[Begin Task material]

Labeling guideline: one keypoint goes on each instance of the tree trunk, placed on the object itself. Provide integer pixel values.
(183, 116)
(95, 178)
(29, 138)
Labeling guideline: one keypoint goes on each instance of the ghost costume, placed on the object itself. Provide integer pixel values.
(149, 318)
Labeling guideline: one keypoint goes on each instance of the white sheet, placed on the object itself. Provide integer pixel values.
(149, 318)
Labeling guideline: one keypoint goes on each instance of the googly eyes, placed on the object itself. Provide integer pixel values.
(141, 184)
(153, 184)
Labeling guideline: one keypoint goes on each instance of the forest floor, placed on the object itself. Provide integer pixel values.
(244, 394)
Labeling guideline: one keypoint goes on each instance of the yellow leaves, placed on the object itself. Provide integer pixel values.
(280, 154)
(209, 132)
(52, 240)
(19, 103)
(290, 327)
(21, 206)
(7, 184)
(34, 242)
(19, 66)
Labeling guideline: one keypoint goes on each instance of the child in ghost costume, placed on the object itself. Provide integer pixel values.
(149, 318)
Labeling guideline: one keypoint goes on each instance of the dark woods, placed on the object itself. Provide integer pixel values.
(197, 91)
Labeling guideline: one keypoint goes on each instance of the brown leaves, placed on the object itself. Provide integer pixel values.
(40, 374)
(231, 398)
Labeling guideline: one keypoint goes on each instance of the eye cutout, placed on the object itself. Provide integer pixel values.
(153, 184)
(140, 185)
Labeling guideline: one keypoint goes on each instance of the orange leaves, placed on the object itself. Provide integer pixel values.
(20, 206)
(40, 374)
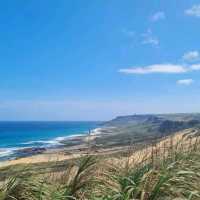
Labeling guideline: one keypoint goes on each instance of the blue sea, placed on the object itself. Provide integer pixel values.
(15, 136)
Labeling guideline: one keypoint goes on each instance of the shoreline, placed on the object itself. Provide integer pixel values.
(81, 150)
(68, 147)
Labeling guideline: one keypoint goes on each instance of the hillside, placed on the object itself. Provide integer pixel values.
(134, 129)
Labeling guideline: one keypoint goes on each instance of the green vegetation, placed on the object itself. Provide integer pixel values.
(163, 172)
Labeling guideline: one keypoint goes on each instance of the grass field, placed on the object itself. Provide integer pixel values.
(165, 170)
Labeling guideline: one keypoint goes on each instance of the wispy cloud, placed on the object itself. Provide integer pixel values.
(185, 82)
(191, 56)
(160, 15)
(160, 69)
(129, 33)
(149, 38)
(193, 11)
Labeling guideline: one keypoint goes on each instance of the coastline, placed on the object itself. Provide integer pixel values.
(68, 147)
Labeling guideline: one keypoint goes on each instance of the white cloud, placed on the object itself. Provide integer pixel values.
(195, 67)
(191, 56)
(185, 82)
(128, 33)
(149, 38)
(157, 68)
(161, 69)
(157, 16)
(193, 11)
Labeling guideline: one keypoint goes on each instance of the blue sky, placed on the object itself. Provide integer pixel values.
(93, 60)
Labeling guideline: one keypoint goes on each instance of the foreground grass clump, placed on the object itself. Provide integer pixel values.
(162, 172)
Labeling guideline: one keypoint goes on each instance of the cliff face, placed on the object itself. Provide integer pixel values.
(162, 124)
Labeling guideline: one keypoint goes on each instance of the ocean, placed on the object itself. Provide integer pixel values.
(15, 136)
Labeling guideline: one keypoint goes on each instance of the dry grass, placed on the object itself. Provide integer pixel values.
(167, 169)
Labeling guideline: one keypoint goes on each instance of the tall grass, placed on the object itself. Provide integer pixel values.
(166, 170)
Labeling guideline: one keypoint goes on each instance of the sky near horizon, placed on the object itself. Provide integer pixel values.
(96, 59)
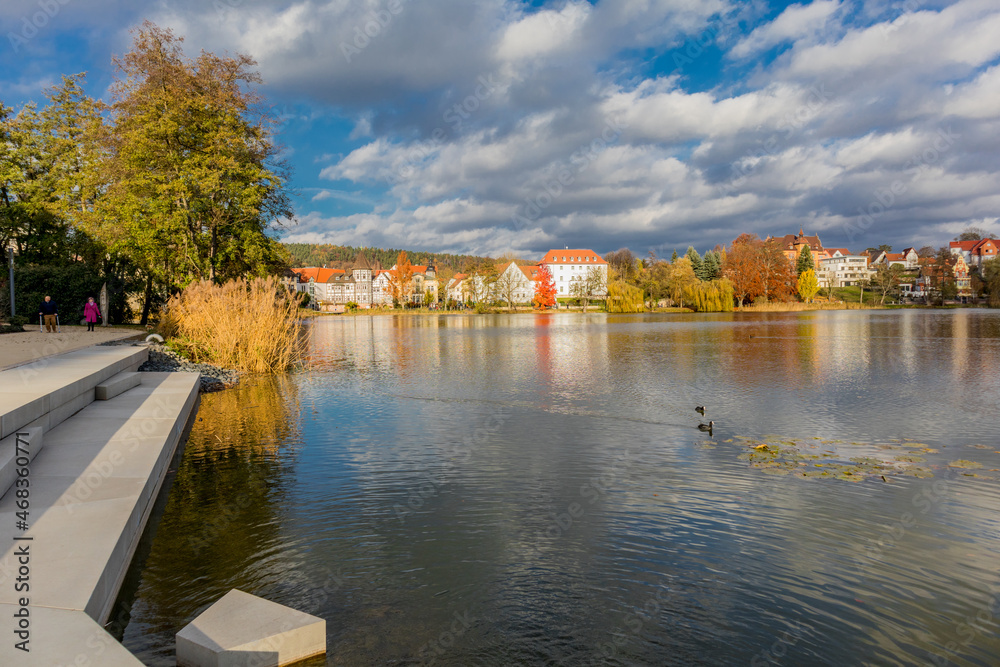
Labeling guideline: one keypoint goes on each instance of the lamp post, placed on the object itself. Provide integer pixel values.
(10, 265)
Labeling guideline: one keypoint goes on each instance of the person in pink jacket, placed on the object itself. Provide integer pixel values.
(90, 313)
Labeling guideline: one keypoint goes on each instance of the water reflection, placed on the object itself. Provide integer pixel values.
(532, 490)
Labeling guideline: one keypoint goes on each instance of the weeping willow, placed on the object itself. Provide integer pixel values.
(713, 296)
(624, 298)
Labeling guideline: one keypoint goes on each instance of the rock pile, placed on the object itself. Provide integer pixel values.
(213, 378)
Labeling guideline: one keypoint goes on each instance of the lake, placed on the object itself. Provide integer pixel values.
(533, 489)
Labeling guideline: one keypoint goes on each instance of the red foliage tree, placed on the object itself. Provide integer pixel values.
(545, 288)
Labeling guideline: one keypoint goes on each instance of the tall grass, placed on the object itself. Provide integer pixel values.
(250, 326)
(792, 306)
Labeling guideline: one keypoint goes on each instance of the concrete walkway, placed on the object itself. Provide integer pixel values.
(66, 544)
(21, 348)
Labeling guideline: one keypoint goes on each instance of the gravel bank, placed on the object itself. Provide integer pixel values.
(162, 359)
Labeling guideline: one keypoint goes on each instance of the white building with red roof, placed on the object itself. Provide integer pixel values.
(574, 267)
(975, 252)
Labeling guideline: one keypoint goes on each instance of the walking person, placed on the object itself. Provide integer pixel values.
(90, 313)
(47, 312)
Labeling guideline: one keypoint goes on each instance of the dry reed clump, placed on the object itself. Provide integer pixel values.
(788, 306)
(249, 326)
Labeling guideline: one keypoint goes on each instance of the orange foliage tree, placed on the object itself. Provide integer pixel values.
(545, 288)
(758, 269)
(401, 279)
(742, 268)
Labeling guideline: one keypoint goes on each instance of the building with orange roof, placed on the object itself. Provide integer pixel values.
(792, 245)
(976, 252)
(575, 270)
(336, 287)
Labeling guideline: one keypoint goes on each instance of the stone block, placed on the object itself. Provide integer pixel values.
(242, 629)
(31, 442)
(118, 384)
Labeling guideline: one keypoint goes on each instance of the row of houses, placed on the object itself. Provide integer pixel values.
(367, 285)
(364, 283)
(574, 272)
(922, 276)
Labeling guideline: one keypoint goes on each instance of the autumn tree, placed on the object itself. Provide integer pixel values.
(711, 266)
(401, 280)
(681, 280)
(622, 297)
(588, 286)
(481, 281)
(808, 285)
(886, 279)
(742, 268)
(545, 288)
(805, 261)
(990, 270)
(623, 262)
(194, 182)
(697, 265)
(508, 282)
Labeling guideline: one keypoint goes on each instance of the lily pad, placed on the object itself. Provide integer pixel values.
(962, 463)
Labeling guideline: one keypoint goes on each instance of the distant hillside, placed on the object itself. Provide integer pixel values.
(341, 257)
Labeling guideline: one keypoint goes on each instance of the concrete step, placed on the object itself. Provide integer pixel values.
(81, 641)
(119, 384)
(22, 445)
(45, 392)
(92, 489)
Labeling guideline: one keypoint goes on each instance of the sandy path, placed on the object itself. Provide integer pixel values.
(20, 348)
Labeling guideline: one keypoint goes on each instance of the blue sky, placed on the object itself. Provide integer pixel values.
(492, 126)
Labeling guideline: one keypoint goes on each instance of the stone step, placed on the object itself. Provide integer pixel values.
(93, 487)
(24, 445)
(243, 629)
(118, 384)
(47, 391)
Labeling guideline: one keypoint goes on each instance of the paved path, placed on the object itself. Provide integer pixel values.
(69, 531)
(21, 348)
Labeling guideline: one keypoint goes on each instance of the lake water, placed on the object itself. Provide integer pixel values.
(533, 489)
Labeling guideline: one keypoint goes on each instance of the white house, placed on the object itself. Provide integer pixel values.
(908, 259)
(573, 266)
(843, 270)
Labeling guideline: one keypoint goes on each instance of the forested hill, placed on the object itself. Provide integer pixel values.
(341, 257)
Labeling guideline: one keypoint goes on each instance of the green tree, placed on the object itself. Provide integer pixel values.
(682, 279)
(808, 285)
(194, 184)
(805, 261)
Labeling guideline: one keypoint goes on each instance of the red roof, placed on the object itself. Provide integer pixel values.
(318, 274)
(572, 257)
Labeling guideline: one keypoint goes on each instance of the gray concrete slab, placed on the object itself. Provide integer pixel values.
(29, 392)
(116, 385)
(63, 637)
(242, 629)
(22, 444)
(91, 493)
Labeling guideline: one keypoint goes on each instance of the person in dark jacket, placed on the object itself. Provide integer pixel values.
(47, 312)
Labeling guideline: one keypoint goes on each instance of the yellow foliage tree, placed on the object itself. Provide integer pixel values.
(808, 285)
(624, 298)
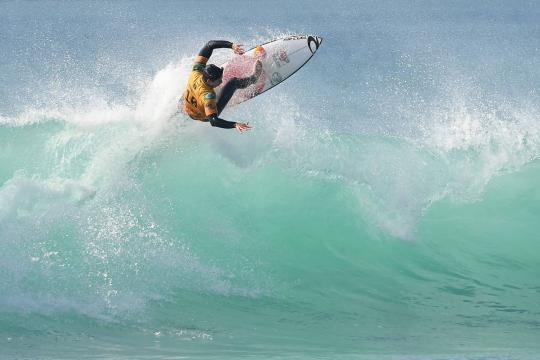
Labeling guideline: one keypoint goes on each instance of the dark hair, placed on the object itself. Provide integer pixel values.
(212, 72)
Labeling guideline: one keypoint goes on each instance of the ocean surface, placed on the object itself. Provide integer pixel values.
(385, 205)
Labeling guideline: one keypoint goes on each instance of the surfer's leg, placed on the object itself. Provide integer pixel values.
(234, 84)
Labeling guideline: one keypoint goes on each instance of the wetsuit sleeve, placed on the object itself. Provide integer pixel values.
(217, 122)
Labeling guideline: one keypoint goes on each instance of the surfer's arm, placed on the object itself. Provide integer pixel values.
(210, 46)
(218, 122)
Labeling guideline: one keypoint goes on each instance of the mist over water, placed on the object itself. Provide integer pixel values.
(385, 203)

[End Task material]

- [Task instructions]: Exactly repeat every line from the line that includes "the red roof, placed" to the end of the listing, and nothing else, leaving pictures out.

- [Response to the exercise]:
Labeling guideline: one keypoint goes on each instance of the red roof, placed on the object itself. Provide integer pixel values.
(318, 274)
(572, 257)
Labeling guideline: one keypoint goes on each instance of the gray concrete slab, placed on the object itself. Provide integer pixel values.
(29, 392)
(116, 385)
(63, 637)
(242, 629)
(22, 444)
(91, 493)
Labeling guideline: one keypoint goes on each instance of the person in dark jacket, placed on the object itself. Provide integer pixel values.
(47, 312)
Labeling guideline: one keypoint goes on each instance of the yellow foliage tree, placed on the object itself. Provide integer pixel values.
(808, 285)
(624, 298)
Labeling guideline: one keypoint goes on each instance of the dark hair, placed on the object itself. Provide integer pixel values.
(212, 72)
Labeling guideline: one keypoint goes on each instance of the ocean surface, placed on the object itself. Provide integer pixel values.
(385, 205)
Labeling guideline: one keypoint goes on each instance of the surfer's leg, placed on the object itself. Provide integer pixel values.
(234, 84)
Labeling guideline: one keypoint goes on each instance of the wetsuit sleeve, placed on the object itself. Provide integer pixel values.
(217, 122)
Labeling guideline: one keypoint goes on each instance of the surfer's arm, placed on the object itself. Provide integer pixel values.
(210, 46)
(218, 122)
Labeling guideline: one keypoint goes on each instance of the mist over water, placed on the object itself. Provide integer pixel values.
(385, 203)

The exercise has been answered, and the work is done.